=== Your goal ===
Please select every line in the data below that contains the word "belly" and copy each one out.

[start]

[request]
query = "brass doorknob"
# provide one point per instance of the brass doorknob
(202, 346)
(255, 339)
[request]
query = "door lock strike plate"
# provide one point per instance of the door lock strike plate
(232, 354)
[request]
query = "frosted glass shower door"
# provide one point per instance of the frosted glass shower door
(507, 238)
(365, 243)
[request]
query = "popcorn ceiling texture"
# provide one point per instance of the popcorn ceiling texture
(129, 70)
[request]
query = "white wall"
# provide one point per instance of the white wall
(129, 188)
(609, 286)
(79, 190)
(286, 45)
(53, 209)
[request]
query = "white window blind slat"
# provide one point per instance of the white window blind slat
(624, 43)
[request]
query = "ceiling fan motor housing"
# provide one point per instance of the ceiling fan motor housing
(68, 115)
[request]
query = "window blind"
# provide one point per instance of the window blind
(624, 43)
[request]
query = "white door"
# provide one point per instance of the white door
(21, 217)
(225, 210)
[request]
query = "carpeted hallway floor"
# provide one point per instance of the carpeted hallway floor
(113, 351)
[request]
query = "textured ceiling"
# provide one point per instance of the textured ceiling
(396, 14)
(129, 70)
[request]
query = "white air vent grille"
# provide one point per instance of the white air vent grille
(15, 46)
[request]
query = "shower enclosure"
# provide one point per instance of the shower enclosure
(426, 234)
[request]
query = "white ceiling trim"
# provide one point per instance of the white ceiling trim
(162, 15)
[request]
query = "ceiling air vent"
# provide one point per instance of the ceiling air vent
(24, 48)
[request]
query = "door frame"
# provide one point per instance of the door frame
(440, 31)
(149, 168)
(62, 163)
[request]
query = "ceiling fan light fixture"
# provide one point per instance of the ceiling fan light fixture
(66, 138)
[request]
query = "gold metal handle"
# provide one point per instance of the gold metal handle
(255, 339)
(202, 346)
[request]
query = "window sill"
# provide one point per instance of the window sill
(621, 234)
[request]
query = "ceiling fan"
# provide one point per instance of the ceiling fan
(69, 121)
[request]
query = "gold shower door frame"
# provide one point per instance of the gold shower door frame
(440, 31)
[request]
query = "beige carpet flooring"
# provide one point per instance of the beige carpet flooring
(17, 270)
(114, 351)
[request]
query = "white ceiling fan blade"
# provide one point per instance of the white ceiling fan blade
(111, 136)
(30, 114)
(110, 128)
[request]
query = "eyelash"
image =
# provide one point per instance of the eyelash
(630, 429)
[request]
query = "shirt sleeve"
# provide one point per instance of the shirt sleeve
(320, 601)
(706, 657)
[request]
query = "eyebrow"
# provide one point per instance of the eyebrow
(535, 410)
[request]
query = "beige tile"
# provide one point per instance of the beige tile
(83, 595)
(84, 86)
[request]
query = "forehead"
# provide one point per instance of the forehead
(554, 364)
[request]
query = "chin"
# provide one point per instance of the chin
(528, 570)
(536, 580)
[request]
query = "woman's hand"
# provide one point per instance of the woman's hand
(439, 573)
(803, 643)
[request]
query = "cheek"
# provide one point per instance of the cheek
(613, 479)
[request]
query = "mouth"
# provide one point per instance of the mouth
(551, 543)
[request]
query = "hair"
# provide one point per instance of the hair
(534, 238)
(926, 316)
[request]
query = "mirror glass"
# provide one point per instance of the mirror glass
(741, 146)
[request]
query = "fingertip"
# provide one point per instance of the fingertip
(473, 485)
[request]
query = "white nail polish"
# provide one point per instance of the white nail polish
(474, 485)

[end]
[start]

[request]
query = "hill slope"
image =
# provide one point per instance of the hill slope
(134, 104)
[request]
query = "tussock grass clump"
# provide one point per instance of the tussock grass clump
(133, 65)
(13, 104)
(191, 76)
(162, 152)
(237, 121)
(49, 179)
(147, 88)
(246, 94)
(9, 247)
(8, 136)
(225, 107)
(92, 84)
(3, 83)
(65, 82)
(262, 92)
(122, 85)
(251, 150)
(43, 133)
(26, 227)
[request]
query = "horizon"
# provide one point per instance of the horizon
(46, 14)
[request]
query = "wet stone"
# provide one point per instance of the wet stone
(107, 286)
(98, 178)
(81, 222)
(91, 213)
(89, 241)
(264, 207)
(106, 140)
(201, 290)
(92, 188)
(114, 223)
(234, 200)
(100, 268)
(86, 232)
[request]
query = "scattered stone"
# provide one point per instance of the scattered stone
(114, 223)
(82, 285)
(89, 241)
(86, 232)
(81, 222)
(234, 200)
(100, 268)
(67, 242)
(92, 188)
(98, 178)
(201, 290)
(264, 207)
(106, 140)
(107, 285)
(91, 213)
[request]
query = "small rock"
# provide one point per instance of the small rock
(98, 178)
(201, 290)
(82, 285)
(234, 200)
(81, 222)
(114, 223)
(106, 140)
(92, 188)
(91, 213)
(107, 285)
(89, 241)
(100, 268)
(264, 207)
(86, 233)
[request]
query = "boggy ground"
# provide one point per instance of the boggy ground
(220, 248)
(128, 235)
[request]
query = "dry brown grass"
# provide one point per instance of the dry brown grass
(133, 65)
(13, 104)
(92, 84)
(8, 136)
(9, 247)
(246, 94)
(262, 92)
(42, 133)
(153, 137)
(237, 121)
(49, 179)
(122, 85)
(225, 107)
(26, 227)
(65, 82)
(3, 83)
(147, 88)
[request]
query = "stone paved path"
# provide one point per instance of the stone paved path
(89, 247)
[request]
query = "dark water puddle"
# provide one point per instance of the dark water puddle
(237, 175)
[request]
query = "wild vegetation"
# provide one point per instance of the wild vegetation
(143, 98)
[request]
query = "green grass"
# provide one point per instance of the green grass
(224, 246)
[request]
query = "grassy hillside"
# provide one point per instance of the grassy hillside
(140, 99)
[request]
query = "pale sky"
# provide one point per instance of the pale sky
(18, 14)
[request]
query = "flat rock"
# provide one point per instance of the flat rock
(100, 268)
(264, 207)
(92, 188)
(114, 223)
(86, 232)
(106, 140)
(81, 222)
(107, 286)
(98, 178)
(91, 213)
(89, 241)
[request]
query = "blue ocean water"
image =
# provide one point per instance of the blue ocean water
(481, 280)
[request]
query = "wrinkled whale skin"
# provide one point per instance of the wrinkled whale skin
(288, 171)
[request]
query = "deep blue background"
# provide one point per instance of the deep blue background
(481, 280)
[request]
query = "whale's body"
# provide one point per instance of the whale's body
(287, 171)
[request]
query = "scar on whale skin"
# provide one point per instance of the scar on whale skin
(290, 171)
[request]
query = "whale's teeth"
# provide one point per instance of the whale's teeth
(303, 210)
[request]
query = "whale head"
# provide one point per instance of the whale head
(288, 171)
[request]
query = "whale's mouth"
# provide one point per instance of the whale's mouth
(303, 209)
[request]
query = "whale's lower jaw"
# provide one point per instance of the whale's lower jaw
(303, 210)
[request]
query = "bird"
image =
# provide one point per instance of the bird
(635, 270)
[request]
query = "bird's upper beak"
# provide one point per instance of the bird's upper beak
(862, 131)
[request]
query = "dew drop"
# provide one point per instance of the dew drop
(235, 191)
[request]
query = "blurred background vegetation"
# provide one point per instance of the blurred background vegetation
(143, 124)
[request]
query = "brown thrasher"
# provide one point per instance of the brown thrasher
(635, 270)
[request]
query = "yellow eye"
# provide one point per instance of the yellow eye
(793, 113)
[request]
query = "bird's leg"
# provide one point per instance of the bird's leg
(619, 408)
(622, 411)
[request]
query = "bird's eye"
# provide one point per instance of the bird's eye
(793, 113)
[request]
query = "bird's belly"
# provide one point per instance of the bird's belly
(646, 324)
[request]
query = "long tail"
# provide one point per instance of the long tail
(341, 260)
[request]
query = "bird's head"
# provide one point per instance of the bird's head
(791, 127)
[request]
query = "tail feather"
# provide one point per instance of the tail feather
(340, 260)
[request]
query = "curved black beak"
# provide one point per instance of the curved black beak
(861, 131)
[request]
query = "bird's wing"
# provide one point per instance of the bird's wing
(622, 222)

[end]

=== Exercise output ===
query = "bird's belly"
# provide one point per instance of the bird's belly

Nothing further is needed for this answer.